§ INSTRUCTIONS FOR THE TASK
Please set down, exactly, the line with "Practice. Pick out the shrub" and all lines that follow it through the end of the records below.

[Stored entries]
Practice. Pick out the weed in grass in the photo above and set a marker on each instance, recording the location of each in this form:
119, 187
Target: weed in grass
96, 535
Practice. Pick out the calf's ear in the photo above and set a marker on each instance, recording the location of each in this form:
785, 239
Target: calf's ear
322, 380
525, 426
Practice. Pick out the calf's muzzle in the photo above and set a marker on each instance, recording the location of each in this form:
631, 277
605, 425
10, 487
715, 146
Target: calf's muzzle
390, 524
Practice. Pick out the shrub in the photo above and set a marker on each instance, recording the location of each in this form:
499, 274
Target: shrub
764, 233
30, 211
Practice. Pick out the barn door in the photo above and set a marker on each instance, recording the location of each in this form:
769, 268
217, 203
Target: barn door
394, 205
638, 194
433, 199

§ RESPONSE TO THIS EXERCISE
Practice. Pick out the shrub in the photo above and set a marker on each instance, recording the location of each in this form:
499, 274
Target: shrub
764, 233
30, 211
Practice. Pick out the barn door in the photo above and set a marker on each instance, recording the location of each in this form:
769, 268
217, 203
Target: barn door
394, 205
638, 194
433, 199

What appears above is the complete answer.